====== DOCUMENT PASSAGE

Hostage Alert: Roe v. Wade v. Women Voters
During every presidential election cycle, and any time a sitting president must fill a vacancy on the Supreme Court, American women report anxiety lest a step be taken toward a five-to-four majority on the Court that would overturn Roe v. Wade and, according to what many of these women say, illegalize abortion in the United States and abolish a woman's "right to choose." In the current presidential campaign we are hearing again that women are "afraid" of McCain and Palin, and in discussions that The Postliberal has had with women friends and family, concern about protecting Roe v. Wade almost invariably surfaces as the bottom-line issue that forbids consideration of the Republican nominees.
The concerns of these women are very deeply felt, and I should think they would merit sympathy not only from those Americans who support legal abortion, but even from fellow-citizens who don't. Anybody who believed that a civil freedom of importance rested in the hands of only five people--five people unelected and serving for life--would have to feel that the situation was intolerable. The women's frustration is made all the more urgent by the conviction of many--the almost certainly correct conviction--that the legality of abortion is supported by the majority of voters, male and female. So why should it be possible for five judges appointed for life to overrule the views of millions of Americans? Who gave five judges the right to decide whether women can or can't have legal abortions?
In my discussions with women about the legality of abortion I am struck by something the women are silent about, almost as struck as I am by their vigilant defense of Roe v. Wade. It is invariably left to me to point out that the legality of abortion in America does not actually depend upon Roe v. Wade, and that even if Roe v. Wade were overturned it would not necessarily mean that abortion would become illegal in the U.S. Usually this observation of mine is met with surprise and disbelief, although occasionally (since some women of my acquaintance are lawyers) with a certain reluctant acknowledgement. Why are American women, American women who are so concerned about the legality of abortion, also so predominantly unaware that abortion was legal in several states before the Roe v. Wade ruling, that other states were in process of considering making it legal, and that all states were constitutionally empowered to make abortion legal within their borders if their citizens decided it should be? With all the money we have invested in schools, with all our women's magazines and television talk-shows, with all the money that is contributed to the National Abortion Rights Action League and other organizations purportedly devoted to advancing the rights of women, one would think that someone in the business of speaking with good will to girls and women would take the trouble to inform them that the legality of abortion in the U.S. cannot be abridged by five votes on the Supreme Court as so many of them wrongly believe.

============

TASK TO COMPLETE:
Answer from the Roe v. Wade essay:
1. Which two Republican nominees are women said to be "afraid" of?
2. How many people does the essay say a civil freedom of importance would rest with, and how are they described?
3. Which organization is named as receiving contributions?

====== MATERIAL SHOWN

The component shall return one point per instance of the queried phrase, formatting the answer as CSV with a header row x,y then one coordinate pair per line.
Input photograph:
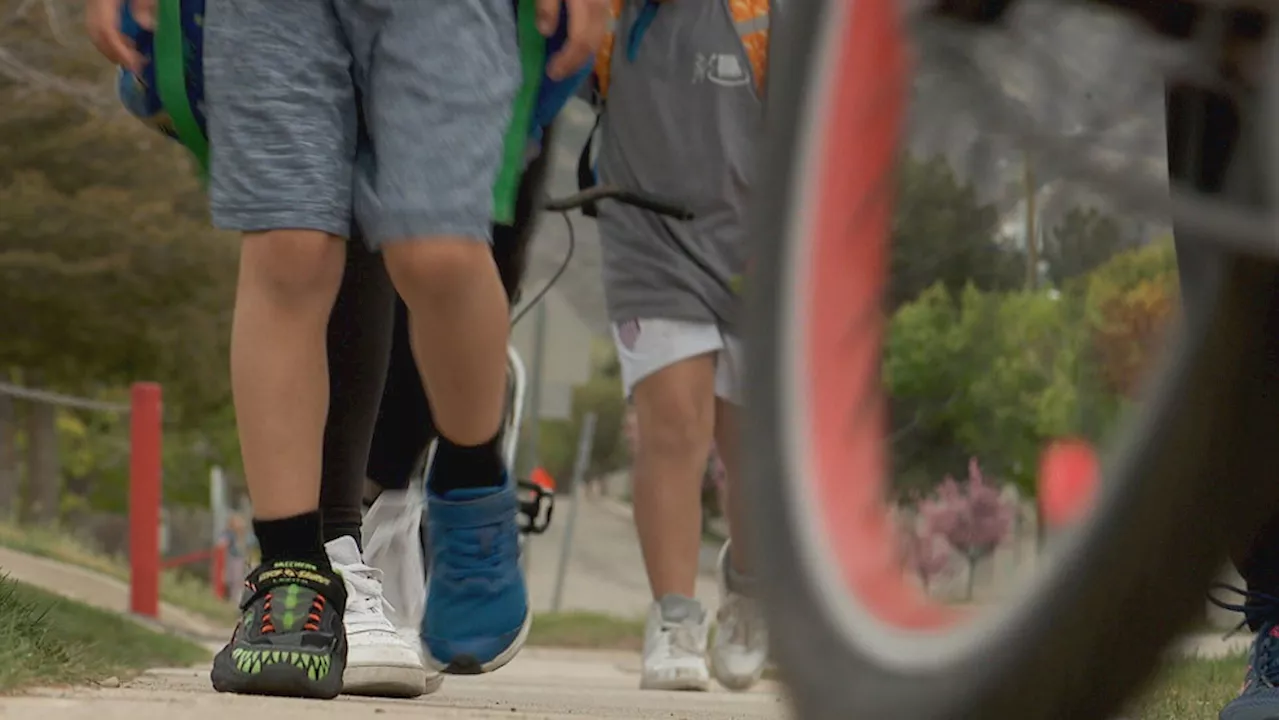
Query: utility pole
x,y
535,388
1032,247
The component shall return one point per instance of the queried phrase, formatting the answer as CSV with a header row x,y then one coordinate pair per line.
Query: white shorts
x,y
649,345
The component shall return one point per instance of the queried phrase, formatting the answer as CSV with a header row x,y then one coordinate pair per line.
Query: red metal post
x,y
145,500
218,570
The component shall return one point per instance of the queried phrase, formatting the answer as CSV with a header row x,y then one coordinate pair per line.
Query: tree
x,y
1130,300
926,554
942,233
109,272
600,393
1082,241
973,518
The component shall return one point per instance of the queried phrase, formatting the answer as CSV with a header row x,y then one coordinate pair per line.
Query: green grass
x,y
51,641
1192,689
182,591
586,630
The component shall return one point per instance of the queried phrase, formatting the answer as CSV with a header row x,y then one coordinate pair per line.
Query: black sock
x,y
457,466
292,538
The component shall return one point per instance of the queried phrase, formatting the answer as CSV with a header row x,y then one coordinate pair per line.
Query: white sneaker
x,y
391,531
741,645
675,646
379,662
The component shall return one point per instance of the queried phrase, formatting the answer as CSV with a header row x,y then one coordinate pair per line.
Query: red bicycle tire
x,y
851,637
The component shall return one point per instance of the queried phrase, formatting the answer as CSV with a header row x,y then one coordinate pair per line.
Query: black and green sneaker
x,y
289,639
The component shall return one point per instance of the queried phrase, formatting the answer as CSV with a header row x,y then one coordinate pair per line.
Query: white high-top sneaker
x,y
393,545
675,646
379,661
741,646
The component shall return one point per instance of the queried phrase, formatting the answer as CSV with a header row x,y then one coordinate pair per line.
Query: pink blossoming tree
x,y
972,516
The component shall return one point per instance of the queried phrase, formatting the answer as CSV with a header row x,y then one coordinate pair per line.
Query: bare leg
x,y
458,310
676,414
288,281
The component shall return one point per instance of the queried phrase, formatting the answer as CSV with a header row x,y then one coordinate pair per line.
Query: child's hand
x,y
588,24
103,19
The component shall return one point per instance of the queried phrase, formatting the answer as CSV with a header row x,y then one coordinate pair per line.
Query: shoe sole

============

RIGHT ANSWER:
1. McCain and Palin.
2. Five people, unelected and serving for life.
3. The National Abortion Rights Action League.